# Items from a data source
-- begin --

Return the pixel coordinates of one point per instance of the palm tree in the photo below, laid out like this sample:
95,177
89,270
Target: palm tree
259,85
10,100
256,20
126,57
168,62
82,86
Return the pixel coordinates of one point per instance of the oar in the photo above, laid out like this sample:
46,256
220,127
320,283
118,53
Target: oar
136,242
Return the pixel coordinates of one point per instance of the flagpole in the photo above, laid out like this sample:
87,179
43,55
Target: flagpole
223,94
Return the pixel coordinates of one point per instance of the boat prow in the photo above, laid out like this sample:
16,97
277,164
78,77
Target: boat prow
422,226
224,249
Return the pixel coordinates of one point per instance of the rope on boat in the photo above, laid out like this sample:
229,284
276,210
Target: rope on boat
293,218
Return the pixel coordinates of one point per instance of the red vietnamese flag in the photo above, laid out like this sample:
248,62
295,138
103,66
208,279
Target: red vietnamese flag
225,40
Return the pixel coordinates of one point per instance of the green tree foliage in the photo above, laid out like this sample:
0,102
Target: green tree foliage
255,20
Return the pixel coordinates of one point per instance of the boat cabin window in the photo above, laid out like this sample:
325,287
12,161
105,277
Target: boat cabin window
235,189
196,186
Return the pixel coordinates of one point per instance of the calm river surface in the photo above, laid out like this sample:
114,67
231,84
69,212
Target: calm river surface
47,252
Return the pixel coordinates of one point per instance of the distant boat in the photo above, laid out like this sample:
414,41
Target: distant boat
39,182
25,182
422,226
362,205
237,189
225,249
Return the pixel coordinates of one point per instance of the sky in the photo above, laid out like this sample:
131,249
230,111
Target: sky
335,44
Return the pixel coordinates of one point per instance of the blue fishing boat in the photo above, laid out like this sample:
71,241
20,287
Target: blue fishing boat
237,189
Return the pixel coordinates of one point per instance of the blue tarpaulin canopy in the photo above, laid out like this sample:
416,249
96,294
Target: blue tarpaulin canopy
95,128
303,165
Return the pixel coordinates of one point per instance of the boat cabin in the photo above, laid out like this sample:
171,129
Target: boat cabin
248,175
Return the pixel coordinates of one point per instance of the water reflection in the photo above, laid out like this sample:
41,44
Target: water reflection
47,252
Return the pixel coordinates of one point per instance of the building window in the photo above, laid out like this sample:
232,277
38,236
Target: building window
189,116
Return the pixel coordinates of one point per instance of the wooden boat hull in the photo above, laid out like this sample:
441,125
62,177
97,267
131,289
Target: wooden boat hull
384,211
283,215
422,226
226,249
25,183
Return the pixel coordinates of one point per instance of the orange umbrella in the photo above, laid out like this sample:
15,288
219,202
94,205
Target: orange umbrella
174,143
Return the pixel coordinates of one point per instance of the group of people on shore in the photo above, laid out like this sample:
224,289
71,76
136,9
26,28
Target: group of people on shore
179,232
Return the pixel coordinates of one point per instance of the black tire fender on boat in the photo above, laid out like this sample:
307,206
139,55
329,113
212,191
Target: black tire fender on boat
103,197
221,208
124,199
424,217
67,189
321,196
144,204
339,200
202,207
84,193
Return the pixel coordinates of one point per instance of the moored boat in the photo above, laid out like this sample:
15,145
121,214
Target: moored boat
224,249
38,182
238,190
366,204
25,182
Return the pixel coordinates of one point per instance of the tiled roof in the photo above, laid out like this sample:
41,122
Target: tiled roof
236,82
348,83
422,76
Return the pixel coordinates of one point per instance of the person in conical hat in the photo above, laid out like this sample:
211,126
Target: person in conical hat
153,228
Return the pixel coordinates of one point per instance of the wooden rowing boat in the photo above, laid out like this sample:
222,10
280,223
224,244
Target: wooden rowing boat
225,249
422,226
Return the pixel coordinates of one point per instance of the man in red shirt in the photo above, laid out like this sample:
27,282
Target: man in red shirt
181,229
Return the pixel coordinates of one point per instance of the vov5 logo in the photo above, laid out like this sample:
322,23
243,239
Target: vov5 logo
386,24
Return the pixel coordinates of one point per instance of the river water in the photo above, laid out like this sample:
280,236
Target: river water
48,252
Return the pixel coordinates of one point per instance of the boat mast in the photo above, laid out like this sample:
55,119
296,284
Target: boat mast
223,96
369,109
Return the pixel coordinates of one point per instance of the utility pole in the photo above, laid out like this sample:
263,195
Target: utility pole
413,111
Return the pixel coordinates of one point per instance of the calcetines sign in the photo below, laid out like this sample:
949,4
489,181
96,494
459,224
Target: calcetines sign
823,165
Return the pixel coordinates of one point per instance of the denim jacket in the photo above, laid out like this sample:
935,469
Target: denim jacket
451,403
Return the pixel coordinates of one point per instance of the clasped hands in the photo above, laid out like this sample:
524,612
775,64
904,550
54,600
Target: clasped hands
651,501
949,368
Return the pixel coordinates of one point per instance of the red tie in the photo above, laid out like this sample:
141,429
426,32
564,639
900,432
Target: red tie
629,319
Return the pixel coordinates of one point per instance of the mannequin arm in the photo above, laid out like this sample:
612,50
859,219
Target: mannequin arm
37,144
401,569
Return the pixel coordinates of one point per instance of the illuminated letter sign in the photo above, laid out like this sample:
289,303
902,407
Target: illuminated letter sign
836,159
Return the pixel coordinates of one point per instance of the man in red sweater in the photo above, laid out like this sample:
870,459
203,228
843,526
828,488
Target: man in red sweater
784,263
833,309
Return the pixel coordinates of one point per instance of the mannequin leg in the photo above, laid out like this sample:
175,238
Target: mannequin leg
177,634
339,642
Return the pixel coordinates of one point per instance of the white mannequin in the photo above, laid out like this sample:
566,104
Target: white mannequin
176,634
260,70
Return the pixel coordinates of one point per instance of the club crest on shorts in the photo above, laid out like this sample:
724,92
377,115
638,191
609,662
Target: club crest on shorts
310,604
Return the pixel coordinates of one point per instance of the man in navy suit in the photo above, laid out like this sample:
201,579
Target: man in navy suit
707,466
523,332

-- end --

# What is required
Quote, without alteration, the final stretch of the entries: the line with "the boat mast" onward to the last line.

# The reply
Return the pixel coordinates of one point per instance of the boat mast in the photo above, laid out like this sample:
55,119
296,284
Target: boat mast
223,96
369,109
Return the pixel coordinates of one point per instance of the utility pole in the photo above, laid out like this sample:
263,195
Target: utility pole
413,111
Return the pixel coordinates of one point per instance of the calcetines sign in the photo below, laid out like this sample:
949,4
489,181
96,494
459,224
Target: calcetines sign
823,165
Return the pixel coordinates of one point per instance of the denim jacket in the photo above, laid out like this sample:
935,469
Target: denim jacket
451,403
Return the pixel coordinates of one point per instance of the clasped hands in the photo above, laid out like this sample:
524,612
775,64
904,550
54,600
Target: clasped hands
651,501
949,368
Return the pixel coordinates of one point per instance of the red tie in the photo above, laid out like this sample:
141,429
426,32
564,639
900,432
Target: red tie
629,319
Return the pixel coordinates of one point per instance of the mannequin arm in the photo above, laid out like this sample:
612,50
859,219
Target: mannequin arm
37,144
401,569
Return the pixel coordinates of one point per instance of the illuminated letter sign in the photo above, laid out like this sample:
289,303
902,407
Target: illuminated letter sign
836,159
Return the pixel coordinates of one point per instance of the man in red sweater in the photo above, laid out like this sample:
870,459
203,228
843,526
828,488
Target: man in red sweater
784,263
833,309
Return the pixel coordinates of one point per instance of the mannequin leg in the photo above, laid out like this sample:
175,238
Target: mannequin leg
177,634
339,642
Return the pixel coordinates of one point per instance of the white mannequin in the photo above, laid out like this sample:
566,104
Target: white mannequin
176,634
260,70
Return the pixel coordinates of one point per instance of the club crest on shorts in the photo above, laid out like this sample:
724,92
377,115
638,191
609,662
Target: club crest on shorts
310,604
Return the pixel coordinates of one point per instance of the man in navy suit in the photo above, laid out like this sample:
201,579
Target: man in navy suit
707,466
523,332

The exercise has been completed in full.